- [EXERCISE DESCRIPTION] Please reproduce all of the data below, replacing every "instance" with "object" and changing nothing else.
════════
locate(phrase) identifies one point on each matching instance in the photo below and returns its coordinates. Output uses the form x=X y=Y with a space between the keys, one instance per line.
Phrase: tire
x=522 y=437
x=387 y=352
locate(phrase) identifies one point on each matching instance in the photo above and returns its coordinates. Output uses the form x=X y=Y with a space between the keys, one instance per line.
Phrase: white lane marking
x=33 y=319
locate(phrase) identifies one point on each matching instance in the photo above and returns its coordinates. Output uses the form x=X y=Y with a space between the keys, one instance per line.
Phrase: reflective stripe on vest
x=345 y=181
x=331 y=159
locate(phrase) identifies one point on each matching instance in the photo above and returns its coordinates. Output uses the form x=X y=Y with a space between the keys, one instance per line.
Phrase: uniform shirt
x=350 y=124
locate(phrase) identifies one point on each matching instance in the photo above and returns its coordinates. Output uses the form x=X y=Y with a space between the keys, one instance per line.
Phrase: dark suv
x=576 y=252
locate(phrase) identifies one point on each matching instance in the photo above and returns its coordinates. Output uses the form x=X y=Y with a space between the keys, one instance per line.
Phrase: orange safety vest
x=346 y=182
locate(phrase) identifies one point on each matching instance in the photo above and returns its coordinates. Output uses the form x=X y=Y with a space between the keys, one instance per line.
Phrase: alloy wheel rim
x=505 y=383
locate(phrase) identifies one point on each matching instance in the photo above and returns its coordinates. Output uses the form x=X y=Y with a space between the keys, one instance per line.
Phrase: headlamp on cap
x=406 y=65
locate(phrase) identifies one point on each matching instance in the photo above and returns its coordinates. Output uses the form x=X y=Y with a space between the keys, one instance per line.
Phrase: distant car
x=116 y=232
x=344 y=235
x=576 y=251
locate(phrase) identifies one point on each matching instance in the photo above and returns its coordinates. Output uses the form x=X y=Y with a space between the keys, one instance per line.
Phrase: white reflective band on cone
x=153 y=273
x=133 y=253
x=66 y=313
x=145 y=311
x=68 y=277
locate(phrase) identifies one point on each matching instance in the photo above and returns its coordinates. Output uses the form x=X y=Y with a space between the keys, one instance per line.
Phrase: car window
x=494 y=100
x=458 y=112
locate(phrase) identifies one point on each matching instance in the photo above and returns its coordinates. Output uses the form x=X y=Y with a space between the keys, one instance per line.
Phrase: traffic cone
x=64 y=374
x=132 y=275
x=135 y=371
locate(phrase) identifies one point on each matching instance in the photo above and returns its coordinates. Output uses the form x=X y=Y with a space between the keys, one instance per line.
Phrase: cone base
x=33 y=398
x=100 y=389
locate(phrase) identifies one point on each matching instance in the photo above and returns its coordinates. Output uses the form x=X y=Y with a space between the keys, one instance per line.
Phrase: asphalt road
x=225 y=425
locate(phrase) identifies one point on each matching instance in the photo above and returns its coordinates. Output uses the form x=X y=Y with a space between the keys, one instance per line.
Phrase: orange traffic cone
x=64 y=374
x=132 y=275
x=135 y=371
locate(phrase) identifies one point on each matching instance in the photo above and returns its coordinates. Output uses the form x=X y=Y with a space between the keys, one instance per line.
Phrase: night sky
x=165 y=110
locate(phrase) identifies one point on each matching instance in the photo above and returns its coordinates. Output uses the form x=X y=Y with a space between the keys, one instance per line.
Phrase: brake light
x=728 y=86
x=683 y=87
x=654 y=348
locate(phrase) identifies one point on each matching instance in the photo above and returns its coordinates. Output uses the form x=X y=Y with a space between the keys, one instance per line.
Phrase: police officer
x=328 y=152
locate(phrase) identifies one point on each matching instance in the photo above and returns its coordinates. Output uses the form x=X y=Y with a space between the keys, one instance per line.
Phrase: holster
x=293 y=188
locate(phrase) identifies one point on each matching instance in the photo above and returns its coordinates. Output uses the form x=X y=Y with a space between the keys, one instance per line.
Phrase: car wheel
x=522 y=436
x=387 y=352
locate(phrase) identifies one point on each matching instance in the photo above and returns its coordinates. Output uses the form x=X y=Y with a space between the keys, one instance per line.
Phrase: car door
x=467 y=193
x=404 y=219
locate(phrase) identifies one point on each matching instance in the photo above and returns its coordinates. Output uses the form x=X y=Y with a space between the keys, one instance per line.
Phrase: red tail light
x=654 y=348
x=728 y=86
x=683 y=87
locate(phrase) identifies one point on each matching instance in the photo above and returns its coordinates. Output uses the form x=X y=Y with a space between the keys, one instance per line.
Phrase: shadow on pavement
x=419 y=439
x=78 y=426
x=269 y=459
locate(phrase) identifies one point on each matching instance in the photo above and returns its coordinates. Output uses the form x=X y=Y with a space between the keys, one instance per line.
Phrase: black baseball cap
════════
- [RIGHT ANSWER]
locate(phrase) identifies one point on each matching object in the photo below and returns its coordinates. Output uses the form x=X y=Y with a space between the keys, one object per line.
Phrase: tire
x=522 y=437
x=387 y=352
locate(phrase) identifies one point on each matching object in the photo above and returns its coordinates. Output uses the form x=X y=Y with a space between the keys, one object per line.
Phrase: white lane marking
x=33 y=319
locate(phrase) identifies one point on each matching object in the photo above and returns its coordinates. Output uses the form x=X y=Y with a space between the keys, one object per line.
Phrase: reflective stripe on vest
x=345 y=181
x=331 y=159
locate(phrase) identifies one point on each matching object in the photo above and returns its coordinates. Output uses the form x=X y=Y with a space between the keys, one object per line.
Phrase: uniform shirt
x=350 y=124
locate(phrase) identifies one point on each matching object in the photo above and returns its coordinates. Output uses the form x=X y=Y with a space between the keys, one object per line.
Phrase: dark suv
x=576 y=252
locate(phrase) identifies one point on each matching object in the photo above and returns its coordinates. Output uses the form x=X y=Y with a space between the keys, one object per line.
Phrase: orange safety vest
x=346 y=182
locate(phrase) identifies one point on each matching object in the photo above and returns its coordinates. Output uses the form x=X y=Y with a space between the keys, one object per line.
Phrase: alloy wheel rim
x=505 y=383
locate(phrase) identifies one point on each matching object in the photo above and returns its coordinates. Output uses the form x=X y=Y with a space between the keys, one object per line.
Phrase: headlamp on cap
x=406 y=65
locate(phrase) identifies one point on each matching object in the photo above and returns its coordinates. Output uses the form x=X y=Y with a space between the keys, one object per line.
Phrase: distant car
x=116 y=232
x=344 y=235
x=576 y=251
locate(phrase) identifies one point on each matching object in the photo above and returns its coordinates. Output uses the form x=X y=Y with a space between the keys, one object per line.
Phrase: white reflective band on cone
x=153 y=273
x=133 y=253
x=66 y=313
x=145 y=311
x=68 y=277
locate(phrase) identifies one point on each matching object in the photo above and returns its coordinates. Output uses the form x=X y=Y with a space between the keys, one object per line.
Phrase: car window
x=494 y=100
x=458 y=112
locate(phrase) identifies one point on each matching object in the photo above and returns its coordinates. Output uses the form x=X y=Y with a space between the keys, one object per line.
Phrase: traffic cone
x=64 y=374
x=132 y=275
x=135 y=371
locate(phrase) identifies one point on each matching object in the photo above and returns its coordinates. Output uses the form x=X y=Y with a space between the keys, one object per line.
Phrase: cone base
x=33 y=398
x=100 y=389
locate(phrase) identifies one point on each matching object in the photo above and returns its coordinates. Output uses the form x=X y=Y with a space between the keys, one object per line.
Phrase: asphalt road
x=225 y=425
locate(phrase) identifies one point on each matching object in the photo above and returns its coordinates. Output uses the form x=X y=Y with a space between the keys, one object per line.
Phrase: orange traffic cone
x=64 y=374
x=132 y=275
x=135 y=371
locate(phrase) identifies one point on each matching object in the photo above and returns its coordinates. Output uses the form x=X y=Y with a space between the keys, one object per line.
Phrase: night sky
x=165 y=110
locate(phrase) identifies one point on each matching object in the photo above and returns its coordinates. Output uses the form x=X y=Y with a space between the keys, one object per line.
Phrase: brake light
x=728 y=86
x=683 y=87
x=654 y=348
locate(phrase) identifies one point on each matching object in the photo above and returns its coordinates. Output uses the form x=X y=Y with a space between the keys, one object per line.
Phrase: police officer
x=328 y=152
locate(phrase) identifies one point on each matching object in the photo above and returns its coordinates. Output uses the form x=X y=Y with a space between the keys, one object per line.
Phrase: holster
x=293 y=188
locate(phrase) identifies one point on each matching object in the photo above and returns its coordinates. Output uses the form x=X y=Y with a space between the keys, one object per line.
Phrase: car wheel
x=522 y=436
x=387 y=352
locate(phrase) identifies one point on each matching object in the photo above and returns its coordinates. Output uses the form x=X y=Y with a space between the keys, one object per line.
Phrase: car door
x=467 y=193
x=404 y=219
locate(phrase) identifies one point on each matching object in the photo above and returns its coordinates. Output uses the form x=X y=Y with a space between the keys, one object per line.
Phrase: red tail light
x=654 y=348
x=728 y=86
x=683 y=87
locate(phrase) identifies one point on each matching object in the photo above and returns its coordinates. Output uses the form x=X y=Y with a space between the keys, one object per line.
Phrase: shadow on pavement
x=419 y=439
x=78 y=426
x=269 y=459
locate(phrase) identifies one point on each matching object in the photo above and returns its coordinates. Output uses the form x=X y=Y with a space between the keys, one object per line.
Phrase: black baseball cap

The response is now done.